◆ WORK INSTRUCTIONS
Write down each entry again, exactly as it reads.

◆ ENTRIES SHOWN
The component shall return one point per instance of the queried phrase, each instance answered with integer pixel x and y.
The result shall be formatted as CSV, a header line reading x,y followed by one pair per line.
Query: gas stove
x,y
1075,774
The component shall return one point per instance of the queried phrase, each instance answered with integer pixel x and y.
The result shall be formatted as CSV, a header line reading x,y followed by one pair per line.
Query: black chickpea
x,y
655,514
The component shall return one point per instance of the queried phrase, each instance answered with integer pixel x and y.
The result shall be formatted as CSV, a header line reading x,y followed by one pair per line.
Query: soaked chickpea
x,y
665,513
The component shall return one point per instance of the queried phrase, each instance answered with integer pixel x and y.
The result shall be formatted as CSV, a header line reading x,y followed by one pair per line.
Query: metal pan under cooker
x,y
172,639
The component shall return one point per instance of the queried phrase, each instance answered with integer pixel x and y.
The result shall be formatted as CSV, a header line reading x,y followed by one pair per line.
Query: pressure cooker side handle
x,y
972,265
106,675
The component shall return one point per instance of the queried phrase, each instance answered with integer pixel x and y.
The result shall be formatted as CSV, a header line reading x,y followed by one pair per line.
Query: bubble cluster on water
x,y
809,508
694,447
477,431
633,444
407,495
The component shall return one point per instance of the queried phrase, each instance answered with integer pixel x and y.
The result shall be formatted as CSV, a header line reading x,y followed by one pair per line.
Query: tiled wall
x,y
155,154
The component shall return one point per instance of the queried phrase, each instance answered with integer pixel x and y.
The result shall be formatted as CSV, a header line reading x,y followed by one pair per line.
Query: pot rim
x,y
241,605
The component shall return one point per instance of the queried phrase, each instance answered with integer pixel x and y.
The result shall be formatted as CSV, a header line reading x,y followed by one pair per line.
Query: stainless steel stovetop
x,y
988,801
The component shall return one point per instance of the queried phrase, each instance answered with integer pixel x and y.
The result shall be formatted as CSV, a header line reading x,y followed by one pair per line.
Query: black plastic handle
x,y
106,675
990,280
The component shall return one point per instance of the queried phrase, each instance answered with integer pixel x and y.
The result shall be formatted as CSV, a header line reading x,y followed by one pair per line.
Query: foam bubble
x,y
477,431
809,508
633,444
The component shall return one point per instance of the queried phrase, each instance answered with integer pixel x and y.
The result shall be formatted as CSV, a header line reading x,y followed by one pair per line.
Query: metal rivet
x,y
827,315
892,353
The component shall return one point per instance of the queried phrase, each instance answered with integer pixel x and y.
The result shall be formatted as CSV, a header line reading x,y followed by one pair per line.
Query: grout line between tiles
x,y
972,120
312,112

◆ SOLUTION FOR THIS PROBLEM
The component shall return one point per instance of the queried phrase, each instance answered with integer pixel x and y.
The result shall be formatted as CSV, a header line reading x,y followed by one pair per line.
Query: gas stove
x,y
1075,774
The component shall return one point per instance of the queried phrase, each instance answered with integer pixel x and y.
The result shall be formatted as CSV, a header line reading x,y followed by one pair per line.
Query: black chickpea
x,y
655,514
The component shall return one point per instance of the queried phrase, each instance answered with integer pixel x and y.
The result shall be formatted as CSV, a header line reading x,y followed by one pair per line.
Query: soaked chickpea
x,y
665,513
The component shall return one point per instance of the queried phrase, each instance answered with integer pixel x and y.
The result shall be formatted as CSV, a header line reading x,y followed by one pair per line.
Query: metal pan under cooker
x,y
172,639
The component shall return one point per instance of the queried phrase, each instance answered with integer pixel x and y.
The result shall be formatted as CSV, a header line reading x,y followed by one pair per line.
Query: pressure cooker side handle
x,y
972,265
106,675
The component shall return one point per instance of the queried phrase, each instance answered with integer pixel x and y.
The result shall be formatted as CSV, a header line reading x,y followed by one pair per line.
Query: bubble cluster on water
x,y
809,508
694,447
477,431
633,444
407,495
The component shall return one point per instance of the queried phrase, each instance answered with integer pixel x and y.
The result shall be formatted as CSV, a header line reading x,y followed by one pair per line.
Query: tiled wall
x,y
155,154
The component shall return one point per instance of the queried phrase, each instance answered with integer pixel x and y.
The result shall be formatted as CSV, a header line reading x,y followed by one pair per line.
Query: pot rim
x,y
241,605
The component shall return one point per instance of the queried phrase, each instance answered with integer pixel x and y.
The result shall be formatted as CSV, a header line reading x,y followed by one pair per line.
Query: stainless steel stovetop
x,y
988,801
The component shall return one point per instance of the queried phrase, each instance answered with integer pixel x and y.
The result shall be formatted as CSV, a header line reading x,y followed by one pair per line.
Query: black plastic handle
x,y
106,675
990,280
The component shall return one point per instance of the queried phrase, each instance answered with integer pixel x and y.
The result shall be formatted as CSV, a header line reading x,y followed by one pair per line.
Query: foam bubble
x,y
477,431
809,508
633,444
The component shall return one point per instance of the queried phrase, each instance answered with integer pixel x and y.
The result shall be formatted as CSV, a header line reading x,y followed by one pair per line.
Query: metal rivet
x,y
827,315
892,353
The component shall return one point per instance of the queried phrase, each instance answered with integer pixel x and y.
The result shall be formatted as CSV, a header line reading x,y followed by one pair per line.
Query: grout line between tiles
x,y
972,120
312,112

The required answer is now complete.